■ TASK TO COMPLETE ■
Copy each line below in which the string "hockey" occurs.

[Free-text object descriptions]
★ ★ ★

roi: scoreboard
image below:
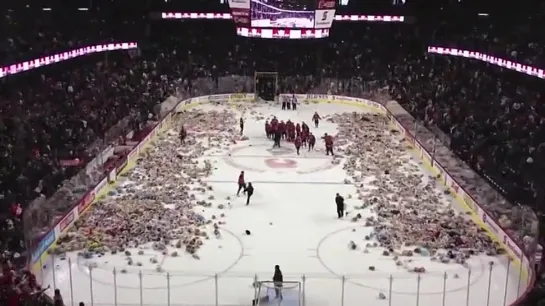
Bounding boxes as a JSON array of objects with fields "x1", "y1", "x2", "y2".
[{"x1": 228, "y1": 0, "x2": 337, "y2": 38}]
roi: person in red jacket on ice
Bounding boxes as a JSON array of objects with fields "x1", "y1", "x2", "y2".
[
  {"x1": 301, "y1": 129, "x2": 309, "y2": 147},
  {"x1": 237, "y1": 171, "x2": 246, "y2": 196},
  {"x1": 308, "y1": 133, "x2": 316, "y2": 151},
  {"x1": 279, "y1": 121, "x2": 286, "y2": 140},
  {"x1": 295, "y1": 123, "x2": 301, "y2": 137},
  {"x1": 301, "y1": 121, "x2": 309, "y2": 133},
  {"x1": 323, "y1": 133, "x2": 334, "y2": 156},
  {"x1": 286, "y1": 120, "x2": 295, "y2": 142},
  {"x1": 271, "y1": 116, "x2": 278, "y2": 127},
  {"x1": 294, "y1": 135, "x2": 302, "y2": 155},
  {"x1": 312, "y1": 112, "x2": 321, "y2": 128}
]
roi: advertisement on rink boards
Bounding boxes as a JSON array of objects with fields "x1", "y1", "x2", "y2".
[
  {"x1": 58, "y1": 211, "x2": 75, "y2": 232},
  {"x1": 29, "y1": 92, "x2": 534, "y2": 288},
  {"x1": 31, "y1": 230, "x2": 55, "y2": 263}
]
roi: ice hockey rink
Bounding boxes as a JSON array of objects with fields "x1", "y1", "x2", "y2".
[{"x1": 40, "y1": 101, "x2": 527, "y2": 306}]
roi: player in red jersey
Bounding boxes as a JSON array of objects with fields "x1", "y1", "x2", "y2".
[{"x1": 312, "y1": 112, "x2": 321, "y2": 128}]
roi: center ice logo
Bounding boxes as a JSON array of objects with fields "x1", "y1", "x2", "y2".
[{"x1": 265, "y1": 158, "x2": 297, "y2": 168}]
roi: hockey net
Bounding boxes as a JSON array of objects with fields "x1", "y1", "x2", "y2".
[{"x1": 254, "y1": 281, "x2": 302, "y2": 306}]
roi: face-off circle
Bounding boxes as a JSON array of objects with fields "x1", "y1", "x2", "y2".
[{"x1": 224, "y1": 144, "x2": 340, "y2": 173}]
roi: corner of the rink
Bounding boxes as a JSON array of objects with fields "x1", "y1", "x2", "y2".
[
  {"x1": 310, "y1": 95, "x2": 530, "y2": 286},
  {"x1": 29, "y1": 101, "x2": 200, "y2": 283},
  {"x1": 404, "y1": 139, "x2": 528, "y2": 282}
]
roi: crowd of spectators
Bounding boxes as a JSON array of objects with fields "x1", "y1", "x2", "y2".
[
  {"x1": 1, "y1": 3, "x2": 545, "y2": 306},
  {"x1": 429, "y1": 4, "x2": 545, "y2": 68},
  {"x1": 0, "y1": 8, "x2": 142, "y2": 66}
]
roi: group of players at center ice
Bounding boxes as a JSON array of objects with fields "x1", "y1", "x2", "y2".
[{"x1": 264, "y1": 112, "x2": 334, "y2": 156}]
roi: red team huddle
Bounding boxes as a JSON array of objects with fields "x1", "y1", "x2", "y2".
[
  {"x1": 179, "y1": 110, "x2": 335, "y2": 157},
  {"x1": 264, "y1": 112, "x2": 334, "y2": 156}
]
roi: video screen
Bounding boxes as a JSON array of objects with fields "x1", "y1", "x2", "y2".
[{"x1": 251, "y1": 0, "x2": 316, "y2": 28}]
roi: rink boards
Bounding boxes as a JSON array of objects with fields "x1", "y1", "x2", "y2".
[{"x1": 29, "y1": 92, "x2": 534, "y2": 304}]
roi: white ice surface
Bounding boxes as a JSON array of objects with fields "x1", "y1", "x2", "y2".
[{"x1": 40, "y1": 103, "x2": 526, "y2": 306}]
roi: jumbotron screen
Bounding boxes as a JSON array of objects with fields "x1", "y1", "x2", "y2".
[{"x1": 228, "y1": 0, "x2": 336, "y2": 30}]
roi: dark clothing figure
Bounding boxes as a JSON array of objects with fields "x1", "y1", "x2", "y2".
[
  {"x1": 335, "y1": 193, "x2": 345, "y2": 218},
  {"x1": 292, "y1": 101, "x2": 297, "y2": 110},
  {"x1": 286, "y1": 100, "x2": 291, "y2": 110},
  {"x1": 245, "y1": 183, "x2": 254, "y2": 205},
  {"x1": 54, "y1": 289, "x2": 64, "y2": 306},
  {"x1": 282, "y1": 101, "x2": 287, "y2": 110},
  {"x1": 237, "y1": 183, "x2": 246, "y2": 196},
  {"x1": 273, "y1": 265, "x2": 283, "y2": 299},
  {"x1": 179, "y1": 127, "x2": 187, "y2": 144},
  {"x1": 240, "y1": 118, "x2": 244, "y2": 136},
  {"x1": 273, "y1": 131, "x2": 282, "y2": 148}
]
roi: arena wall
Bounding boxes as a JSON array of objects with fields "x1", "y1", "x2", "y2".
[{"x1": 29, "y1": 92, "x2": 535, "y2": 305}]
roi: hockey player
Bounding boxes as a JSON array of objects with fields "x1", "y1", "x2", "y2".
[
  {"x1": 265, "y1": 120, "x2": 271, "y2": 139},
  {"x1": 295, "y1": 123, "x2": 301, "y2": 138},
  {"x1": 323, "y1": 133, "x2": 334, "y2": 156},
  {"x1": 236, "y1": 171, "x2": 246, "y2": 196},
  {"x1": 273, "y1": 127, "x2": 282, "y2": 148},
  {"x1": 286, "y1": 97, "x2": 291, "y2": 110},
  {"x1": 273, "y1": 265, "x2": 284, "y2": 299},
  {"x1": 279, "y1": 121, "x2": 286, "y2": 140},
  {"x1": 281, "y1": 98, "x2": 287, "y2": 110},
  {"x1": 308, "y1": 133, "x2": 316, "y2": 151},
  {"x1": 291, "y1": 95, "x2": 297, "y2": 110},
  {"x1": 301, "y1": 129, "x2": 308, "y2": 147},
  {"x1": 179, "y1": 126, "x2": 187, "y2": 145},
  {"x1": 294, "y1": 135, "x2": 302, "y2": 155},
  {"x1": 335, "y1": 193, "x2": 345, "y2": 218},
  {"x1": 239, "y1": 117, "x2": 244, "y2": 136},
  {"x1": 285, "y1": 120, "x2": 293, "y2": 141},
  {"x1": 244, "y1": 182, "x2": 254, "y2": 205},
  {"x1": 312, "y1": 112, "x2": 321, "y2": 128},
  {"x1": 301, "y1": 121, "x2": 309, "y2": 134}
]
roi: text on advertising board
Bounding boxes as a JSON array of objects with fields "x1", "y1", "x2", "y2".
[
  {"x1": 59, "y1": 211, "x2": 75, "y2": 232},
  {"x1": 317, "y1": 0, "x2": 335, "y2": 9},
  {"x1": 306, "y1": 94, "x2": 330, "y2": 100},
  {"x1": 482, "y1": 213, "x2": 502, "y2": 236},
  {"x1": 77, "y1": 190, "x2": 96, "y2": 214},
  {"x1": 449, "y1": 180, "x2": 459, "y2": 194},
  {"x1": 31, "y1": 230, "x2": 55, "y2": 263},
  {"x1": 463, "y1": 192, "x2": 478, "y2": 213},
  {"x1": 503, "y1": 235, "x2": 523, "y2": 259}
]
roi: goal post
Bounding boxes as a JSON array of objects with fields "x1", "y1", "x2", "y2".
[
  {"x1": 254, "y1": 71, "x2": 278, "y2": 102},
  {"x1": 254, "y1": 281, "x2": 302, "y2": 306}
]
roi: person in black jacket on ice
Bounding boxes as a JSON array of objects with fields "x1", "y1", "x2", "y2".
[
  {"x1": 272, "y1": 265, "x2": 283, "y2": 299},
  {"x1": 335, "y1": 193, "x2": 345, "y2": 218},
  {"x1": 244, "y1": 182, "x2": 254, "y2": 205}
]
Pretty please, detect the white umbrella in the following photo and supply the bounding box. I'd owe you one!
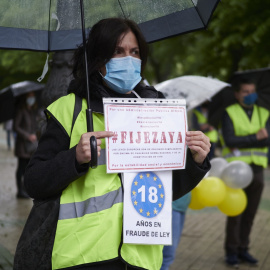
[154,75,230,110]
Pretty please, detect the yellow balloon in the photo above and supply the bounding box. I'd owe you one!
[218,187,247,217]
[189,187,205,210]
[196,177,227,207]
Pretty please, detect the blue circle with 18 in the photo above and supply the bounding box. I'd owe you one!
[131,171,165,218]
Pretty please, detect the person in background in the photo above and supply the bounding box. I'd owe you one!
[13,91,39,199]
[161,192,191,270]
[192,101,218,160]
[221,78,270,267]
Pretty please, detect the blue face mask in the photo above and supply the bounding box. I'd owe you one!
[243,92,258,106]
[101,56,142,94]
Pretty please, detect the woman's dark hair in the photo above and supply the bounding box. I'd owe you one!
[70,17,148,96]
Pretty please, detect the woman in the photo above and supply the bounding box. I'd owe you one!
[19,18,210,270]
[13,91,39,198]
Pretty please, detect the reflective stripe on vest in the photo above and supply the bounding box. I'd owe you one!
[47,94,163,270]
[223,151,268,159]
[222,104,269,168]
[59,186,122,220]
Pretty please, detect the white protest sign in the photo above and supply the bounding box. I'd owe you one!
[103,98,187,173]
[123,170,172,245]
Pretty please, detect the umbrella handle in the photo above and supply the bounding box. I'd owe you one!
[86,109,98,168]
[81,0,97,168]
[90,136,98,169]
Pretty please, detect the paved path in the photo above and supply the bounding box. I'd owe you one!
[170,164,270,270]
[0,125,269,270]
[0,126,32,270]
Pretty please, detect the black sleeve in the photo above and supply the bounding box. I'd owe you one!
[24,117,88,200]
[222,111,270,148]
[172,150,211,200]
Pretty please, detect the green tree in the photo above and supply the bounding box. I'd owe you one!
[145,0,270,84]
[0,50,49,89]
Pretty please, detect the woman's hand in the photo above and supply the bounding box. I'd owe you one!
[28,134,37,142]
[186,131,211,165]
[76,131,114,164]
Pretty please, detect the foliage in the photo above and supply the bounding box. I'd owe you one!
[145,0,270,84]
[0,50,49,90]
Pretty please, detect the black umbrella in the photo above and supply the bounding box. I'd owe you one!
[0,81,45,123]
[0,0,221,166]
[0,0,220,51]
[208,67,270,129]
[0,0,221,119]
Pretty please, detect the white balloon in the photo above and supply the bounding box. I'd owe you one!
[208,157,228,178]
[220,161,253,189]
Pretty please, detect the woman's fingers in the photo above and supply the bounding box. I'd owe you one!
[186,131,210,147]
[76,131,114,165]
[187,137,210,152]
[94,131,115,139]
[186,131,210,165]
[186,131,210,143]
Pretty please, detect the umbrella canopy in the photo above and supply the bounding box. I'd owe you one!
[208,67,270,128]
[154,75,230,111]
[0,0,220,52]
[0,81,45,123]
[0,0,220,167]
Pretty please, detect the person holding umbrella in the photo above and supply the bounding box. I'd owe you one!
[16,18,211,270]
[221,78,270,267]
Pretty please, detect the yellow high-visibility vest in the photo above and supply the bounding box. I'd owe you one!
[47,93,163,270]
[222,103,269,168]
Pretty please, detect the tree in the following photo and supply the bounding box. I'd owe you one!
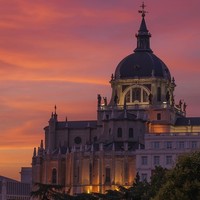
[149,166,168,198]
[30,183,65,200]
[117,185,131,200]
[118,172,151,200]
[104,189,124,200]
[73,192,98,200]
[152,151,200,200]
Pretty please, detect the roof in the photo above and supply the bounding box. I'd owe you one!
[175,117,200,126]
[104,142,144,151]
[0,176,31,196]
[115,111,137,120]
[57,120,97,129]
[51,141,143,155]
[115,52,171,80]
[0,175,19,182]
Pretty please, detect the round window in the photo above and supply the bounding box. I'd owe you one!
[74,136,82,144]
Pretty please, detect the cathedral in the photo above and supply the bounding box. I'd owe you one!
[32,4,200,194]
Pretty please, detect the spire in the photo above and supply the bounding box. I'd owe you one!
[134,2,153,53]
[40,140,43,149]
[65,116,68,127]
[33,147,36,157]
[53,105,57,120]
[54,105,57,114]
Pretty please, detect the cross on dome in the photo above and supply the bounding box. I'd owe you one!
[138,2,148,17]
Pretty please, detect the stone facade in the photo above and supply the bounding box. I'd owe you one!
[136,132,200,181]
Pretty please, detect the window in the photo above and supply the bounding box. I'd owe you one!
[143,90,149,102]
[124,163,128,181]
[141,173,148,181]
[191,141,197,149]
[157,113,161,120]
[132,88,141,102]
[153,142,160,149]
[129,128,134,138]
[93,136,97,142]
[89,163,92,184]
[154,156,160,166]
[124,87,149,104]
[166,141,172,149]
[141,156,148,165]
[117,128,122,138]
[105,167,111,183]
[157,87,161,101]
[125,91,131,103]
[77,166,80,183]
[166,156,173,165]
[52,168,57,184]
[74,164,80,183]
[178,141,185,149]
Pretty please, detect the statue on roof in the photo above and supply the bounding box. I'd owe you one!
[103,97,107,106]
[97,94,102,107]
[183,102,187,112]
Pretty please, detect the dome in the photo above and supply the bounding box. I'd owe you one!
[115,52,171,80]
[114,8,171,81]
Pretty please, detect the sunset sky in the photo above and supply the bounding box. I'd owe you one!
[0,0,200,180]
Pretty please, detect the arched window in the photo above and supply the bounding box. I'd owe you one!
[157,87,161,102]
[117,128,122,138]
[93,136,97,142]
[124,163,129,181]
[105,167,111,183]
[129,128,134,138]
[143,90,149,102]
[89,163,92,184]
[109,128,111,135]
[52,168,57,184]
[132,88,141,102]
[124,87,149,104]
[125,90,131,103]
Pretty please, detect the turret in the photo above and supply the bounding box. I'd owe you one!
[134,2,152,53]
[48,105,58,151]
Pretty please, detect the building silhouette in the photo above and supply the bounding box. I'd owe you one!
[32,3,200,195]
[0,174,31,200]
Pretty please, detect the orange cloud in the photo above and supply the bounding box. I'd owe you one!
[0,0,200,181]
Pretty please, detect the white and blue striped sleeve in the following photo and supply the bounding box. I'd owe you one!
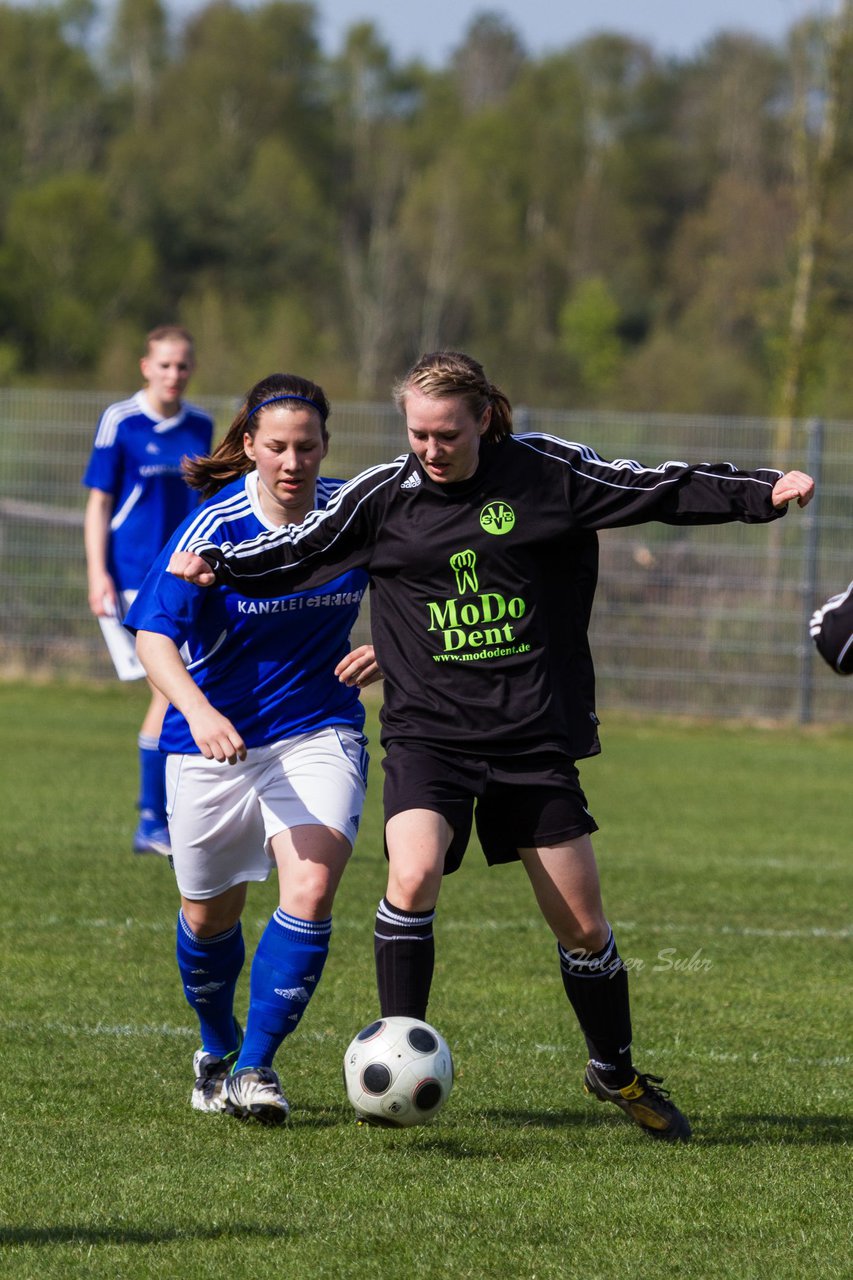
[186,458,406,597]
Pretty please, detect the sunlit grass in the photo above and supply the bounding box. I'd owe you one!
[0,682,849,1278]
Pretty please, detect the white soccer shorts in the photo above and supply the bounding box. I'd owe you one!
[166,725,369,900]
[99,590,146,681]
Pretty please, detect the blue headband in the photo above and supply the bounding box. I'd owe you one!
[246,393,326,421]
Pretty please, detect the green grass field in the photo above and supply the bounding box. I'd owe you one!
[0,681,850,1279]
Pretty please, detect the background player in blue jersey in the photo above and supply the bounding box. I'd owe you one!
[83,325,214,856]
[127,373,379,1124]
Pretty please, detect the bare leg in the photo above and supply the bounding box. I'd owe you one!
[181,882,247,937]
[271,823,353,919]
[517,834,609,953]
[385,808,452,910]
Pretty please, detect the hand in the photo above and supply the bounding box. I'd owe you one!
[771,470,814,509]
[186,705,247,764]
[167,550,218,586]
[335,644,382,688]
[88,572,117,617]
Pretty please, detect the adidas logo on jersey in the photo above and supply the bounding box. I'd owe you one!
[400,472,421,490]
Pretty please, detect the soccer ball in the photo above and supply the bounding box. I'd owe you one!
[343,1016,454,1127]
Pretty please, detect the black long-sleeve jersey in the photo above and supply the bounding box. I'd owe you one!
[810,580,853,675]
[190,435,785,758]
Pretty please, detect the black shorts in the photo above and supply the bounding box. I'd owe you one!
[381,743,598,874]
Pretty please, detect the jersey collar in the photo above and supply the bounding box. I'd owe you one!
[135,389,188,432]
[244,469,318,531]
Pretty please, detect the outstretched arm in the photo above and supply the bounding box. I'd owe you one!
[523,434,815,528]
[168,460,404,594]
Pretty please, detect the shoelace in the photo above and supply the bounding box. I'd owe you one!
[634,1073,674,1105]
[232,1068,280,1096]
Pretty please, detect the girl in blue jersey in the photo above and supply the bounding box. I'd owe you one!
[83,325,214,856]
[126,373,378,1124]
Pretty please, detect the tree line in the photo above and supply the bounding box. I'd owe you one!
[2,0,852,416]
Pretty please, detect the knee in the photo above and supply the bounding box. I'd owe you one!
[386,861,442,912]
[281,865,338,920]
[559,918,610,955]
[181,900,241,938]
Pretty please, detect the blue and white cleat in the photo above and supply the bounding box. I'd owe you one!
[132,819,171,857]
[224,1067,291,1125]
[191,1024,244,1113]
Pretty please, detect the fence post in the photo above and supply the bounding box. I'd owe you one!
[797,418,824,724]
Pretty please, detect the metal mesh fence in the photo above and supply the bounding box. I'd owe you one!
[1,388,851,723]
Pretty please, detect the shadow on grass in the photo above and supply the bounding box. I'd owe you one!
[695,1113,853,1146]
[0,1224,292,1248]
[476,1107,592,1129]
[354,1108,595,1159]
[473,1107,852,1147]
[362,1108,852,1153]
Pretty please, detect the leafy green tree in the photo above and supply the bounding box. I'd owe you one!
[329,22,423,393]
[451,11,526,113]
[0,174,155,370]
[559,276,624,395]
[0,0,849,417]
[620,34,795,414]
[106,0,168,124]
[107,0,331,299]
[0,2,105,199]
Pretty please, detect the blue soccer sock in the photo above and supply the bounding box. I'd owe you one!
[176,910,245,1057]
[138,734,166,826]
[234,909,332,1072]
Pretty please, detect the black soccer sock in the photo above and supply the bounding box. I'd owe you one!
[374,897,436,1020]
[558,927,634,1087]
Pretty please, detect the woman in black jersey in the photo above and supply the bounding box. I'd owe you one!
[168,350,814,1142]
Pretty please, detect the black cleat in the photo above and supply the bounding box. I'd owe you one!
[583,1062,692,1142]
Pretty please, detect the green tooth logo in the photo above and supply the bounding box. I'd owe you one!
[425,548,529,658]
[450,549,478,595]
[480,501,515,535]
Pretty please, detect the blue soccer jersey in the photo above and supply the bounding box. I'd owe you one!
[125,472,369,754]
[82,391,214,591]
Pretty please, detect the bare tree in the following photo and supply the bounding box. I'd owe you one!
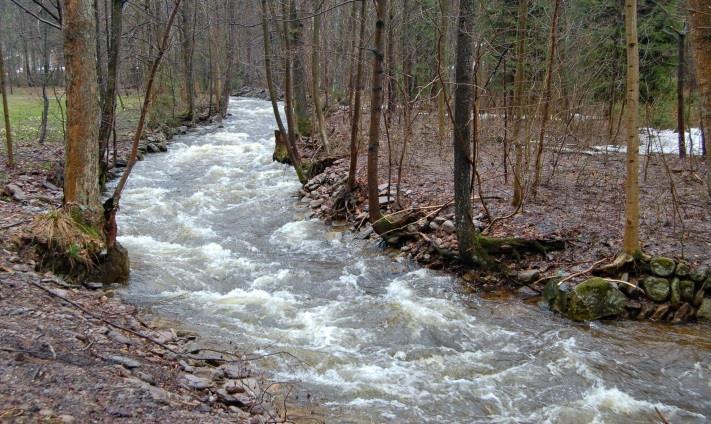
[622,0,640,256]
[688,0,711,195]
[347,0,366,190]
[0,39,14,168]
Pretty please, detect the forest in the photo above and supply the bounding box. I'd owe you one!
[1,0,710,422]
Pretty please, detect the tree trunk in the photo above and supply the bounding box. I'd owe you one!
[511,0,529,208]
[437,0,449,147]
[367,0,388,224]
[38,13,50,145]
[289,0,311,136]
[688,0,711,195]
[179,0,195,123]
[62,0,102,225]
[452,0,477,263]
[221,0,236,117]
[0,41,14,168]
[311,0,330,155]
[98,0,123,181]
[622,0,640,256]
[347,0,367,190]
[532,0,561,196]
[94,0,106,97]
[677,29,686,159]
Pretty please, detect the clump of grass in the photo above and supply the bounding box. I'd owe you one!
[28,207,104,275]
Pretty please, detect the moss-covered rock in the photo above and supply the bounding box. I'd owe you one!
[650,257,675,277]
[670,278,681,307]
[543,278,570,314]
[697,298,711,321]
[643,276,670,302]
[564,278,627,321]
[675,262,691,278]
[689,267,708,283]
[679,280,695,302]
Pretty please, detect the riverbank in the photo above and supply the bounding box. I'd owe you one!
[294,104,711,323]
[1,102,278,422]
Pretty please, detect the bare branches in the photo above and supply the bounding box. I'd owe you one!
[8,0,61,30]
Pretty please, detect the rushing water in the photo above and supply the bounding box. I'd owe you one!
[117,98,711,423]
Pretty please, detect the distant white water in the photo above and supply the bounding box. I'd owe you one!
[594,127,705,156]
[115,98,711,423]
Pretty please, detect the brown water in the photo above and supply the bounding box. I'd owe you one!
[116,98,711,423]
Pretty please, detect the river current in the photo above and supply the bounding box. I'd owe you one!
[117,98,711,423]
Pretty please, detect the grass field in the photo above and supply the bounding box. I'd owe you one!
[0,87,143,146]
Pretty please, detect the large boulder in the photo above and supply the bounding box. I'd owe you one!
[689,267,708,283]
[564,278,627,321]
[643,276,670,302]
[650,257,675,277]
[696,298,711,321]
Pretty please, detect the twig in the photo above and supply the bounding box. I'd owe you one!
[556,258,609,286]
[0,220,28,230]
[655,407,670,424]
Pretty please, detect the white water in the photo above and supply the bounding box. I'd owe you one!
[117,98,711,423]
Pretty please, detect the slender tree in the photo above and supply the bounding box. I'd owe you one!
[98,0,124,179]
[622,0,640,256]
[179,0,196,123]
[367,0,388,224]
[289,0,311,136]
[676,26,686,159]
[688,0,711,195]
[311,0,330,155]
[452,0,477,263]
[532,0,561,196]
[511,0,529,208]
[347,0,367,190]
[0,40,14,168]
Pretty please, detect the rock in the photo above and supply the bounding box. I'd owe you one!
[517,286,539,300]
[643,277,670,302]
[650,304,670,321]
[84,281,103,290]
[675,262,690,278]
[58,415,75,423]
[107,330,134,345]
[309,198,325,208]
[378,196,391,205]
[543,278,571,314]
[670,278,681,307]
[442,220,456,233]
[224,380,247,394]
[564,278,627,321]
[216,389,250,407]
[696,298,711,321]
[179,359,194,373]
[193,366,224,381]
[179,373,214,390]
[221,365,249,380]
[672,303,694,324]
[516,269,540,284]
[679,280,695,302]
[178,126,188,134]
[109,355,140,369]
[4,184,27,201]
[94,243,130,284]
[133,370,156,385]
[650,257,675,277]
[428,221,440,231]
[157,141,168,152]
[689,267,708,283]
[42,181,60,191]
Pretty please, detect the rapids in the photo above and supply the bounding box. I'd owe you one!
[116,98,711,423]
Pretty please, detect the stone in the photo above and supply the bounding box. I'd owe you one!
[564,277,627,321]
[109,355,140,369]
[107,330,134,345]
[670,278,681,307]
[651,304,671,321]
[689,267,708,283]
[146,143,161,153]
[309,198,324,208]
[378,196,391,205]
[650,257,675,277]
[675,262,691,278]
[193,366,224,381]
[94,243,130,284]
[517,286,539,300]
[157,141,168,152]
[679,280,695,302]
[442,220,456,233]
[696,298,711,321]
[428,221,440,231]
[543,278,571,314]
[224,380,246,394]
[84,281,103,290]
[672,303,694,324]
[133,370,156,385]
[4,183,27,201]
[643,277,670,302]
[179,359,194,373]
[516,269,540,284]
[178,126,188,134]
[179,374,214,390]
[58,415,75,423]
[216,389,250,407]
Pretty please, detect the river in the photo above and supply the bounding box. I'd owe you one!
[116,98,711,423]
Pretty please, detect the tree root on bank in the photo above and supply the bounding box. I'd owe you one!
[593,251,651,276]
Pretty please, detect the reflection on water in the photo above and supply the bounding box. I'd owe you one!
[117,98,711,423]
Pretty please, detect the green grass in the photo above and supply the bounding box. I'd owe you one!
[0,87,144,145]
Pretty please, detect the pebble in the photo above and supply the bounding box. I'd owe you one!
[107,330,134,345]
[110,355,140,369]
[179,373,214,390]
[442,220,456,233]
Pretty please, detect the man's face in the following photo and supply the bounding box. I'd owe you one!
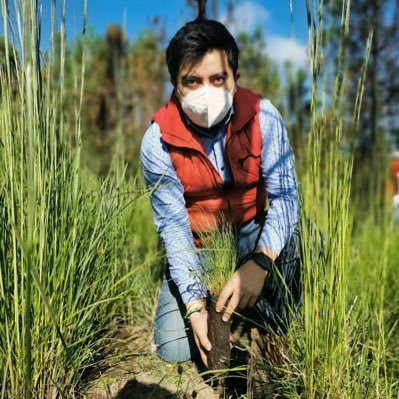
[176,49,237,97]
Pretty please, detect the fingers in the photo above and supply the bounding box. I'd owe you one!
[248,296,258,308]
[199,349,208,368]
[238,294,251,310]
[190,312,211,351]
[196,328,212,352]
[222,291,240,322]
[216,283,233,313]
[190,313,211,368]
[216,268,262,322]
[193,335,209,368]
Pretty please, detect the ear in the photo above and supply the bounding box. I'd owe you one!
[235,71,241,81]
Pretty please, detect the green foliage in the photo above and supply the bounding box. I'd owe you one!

★ ★ ★

■ EXERCISE RESULT ■
roi: ice hockey rink
roi: hockey net
roi: hockey player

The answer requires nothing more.